**Page extract:**
----------------------------------------
= Unbundled network element =

Requirement of Telecommunications Act of 1996

Unbundled network elements (UNEs) are a requirement mandated by the United States Telecommunications Act of 1996. They are the parts of the telecommunications network that the incumbent local exchange carriers (ILECs) are required to offer on an unbundled basis. Together, these parts make up a local loop that connects to a digital subscriber line access multiplexer (DSLAM), a voice switch or both. The loop allows non-facilities-based telecommunications providers to deliver service without having to lay network infrastructure such as copper wire, optical fiber, and coaxial cable.

==UNE-Platform==
A UNE-Platform (or UNE-P) is a combination of UNEs that allow end-to-end service delivery without any facilities. Despite not involving any CLEC facilities, a UNE-P still requires facilities-based certification from the Public Utilities Commission to deliver services.

==Availability==
In Telecommunications Act of 1996 sections 251(c)(3), incumbent local exchange carriers (LECs) are required to lease certain parts of their network specified by the FCC or by state PUCs. According to section 252(d)(1), these network elements must be provided on an unbundled basis at cost-based rates.
----------------------------------------
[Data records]
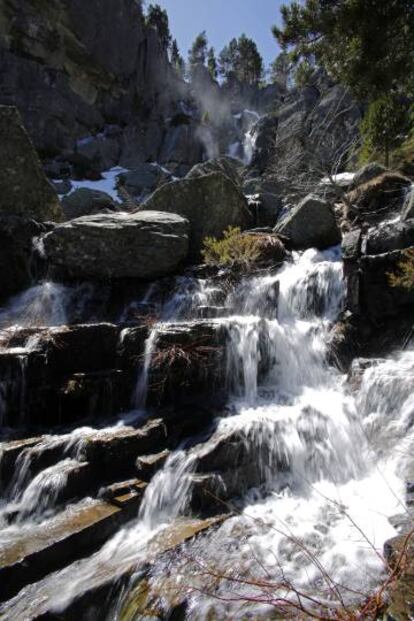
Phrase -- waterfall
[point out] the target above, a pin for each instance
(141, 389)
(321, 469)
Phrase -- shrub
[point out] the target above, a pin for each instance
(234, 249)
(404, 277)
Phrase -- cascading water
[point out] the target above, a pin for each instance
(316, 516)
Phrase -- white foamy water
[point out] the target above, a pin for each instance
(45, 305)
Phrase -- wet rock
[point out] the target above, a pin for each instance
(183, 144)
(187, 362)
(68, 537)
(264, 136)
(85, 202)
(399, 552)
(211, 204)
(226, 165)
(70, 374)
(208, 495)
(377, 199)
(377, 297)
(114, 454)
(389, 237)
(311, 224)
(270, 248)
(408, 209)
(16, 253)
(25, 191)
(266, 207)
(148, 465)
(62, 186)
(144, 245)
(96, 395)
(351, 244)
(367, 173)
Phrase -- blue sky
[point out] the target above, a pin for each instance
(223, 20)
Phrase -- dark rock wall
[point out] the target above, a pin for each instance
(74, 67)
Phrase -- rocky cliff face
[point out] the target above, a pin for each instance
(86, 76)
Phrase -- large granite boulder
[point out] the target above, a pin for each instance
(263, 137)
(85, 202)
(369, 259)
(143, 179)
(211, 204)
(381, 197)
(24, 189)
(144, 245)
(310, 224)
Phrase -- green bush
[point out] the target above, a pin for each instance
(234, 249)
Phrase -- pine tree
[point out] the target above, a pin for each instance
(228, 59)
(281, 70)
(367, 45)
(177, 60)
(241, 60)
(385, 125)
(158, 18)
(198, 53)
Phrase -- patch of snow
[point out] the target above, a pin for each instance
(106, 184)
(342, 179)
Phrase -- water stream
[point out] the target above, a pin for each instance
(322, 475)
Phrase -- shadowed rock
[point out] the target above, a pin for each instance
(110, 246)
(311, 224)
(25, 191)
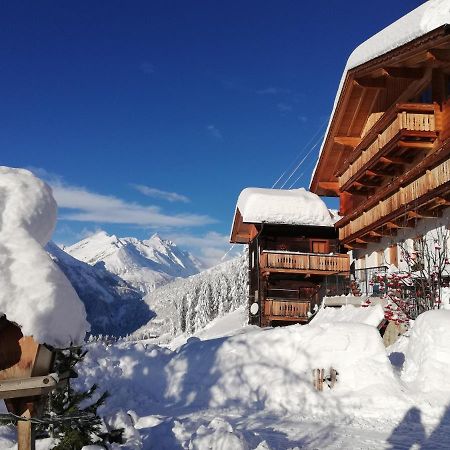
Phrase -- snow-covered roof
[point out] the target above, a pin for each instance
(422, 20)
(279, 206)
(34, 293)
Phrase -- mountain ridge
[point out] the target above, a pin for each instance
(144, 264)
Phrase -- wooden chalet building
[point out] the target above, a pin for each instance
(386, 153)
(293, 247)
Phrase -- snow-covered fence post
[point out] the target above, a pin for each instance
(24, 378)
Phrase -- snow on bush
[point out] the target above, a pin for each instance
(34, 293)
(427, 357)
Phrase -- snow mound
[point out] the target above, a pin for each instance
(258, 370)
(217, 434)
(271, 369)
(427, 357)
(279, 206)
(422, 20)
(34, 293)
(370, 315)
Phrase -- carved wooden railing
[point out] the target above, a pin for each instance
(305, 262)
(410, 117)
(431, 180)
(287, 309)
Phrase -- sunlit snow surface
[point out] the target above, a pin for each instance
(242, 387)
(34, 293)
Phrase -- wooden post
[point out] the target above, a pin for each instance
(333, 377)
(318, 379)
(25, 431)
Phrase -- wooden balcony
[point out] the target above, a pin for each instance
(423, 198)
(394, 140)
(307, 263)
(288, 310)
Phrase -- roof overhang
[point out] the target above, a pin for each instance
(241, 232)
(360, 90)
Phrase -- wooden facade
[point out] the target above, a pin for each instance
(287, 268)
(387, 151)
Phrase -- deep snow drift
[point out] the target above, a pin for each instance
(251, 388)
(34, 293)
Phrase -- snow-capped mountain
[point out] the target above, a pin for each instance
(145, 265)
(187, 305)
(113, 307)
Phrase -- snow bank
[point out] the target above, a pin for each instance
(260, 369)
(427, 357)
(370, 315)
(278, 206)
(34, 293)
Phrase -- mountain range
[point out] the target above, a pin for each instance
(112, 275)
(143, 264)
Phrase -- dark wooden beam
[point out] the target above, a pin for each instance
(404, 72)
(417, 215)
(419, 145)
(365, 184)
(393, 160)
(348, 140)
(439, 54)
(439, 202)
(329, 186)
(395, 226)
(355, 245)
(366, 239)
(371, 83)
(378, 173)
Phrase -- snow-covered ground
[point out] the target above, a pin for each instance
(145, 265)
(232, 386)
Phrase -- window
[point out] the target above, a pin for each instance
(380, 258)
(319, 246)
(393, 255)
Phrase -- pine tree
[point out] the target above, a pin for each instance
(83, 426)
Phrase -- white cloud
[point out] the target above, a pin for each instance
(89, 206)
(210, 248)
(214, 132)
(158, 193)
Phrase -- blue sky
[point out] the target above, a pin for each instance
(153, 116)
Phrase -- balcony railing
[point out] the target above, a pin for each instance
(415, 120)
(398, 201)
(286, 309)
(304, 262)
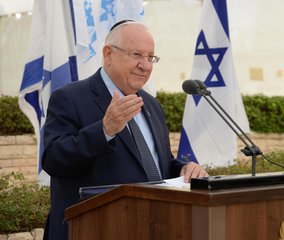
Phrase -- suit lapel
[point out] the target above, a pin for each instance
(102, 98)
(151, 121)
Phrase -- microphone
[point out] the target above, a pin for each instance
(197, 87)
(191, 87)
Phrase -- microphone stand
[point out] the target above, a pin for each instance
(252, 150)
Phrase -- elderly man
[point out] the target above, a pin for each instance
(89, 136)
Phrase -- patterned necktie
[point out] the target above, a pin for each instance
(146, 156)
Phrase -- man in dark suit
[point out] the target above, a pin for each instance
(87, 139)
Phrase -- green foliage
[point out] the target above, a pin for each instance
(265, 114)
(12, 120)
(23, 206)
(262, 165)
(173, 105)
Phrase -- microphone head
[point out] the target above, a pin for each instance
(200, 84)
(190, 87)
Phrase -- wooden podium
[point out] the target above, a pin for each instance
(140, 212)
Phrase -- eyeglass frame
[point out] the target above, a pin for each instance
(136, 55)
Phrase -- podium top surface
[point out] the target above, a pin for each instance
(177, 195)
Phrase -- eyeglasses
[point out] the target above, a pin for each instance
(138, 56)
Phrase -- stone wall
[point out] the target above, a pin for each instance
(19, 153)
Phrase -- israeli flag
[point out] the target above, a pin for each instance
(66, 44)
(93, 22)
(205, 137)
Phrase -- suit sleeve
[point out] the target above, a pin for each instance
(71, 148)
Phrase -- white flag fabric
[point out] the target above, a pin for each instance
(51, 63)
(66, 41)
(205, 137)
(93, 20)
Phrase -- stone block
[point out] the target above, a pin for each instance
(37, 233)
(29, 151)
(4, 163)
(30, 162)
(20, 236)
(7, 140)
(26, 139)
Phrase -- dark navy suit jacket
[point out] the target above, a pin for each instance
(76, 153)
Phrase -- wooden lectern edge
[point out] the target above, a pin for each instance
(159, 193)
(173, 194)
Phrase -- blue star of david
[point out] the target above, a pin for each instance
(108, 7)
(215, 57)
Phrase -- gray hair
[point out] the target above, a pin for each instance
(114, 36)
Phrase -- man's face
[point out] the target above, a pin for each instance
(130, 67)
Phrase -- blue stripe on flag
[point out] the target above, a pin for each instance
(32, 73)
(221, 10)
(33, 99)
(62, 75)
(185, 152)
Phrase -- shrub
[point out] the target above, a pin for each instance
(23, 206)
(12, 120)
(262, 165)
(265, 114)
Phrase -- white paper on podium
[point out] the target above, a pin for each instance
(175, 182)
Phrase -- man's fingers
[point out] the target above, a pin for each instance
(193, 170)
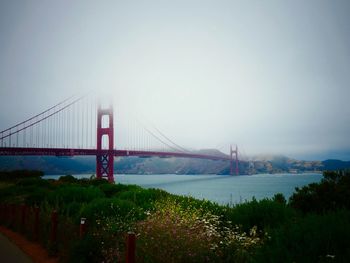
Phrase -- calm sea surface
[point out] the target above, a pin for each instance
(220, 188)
----------------------------------------
**Given task 1:**
Answer these questions from the text on unbundled network elements:
(a) What does the local loop formed by these parts connect to?
(b) What must a UNE-Platform still obtain from the Public Utilities Commission to deliver services?
(c) Which section of the Telecommunications Act of 1996 calls for these network elements at cost-based rates?
**Given task 2:**
Do these statements agree with the text on unbundled network elements?
(a) Unbundled network elements are required by the United States Telecommunications Act of 1996.
(b) A UNE-Platform needs no certification to deliver services because it involves no CLEC facilities.
(c) The network elements must be provided at market-based rates.
**Given task 3:** Reproduce the part of the text on unbundled network elements between "Requirement of Telecommunications" and "and coaxial cable.", inclusive.

**Full solution 1:**
(a) A digital subscriber line access multiplexer (DSLAM), a voice switch or both.
(b) Facilities-based certification.
(c) Section 252(d)(1).

**Full solution 2:**
(a) Yes: "Unbundled network elements (UNEs) are a requirement mandated by the United States Telecommunications Act of 1996."
(b) No: "a UNE-P still requires facilities-based certification from the Public Utilities Commission to deliver services."
(c) No: "these network elements must be provided on an unbundled basis at cost-based rates."

**Full solution 3:**
Requirement of Telecommunications Act of 1996

Unbundled network elements (UNEs) are a requirement mandated by the United States Telecommunications Act of 1996. They are the parts of the telecommunications network that the incumbent local exchange carriers (ILECs) are required to offer on an unbundled basis. Together, these parts make up a local loop that connects to a digital subscriber line access multiplexer (DSLAM), a voice switch or both. The loop allows non-facilities-based telecommunications providers to deliver service without having to lay network infrastructure such as copper wire, optical fiber, and coaxial cable.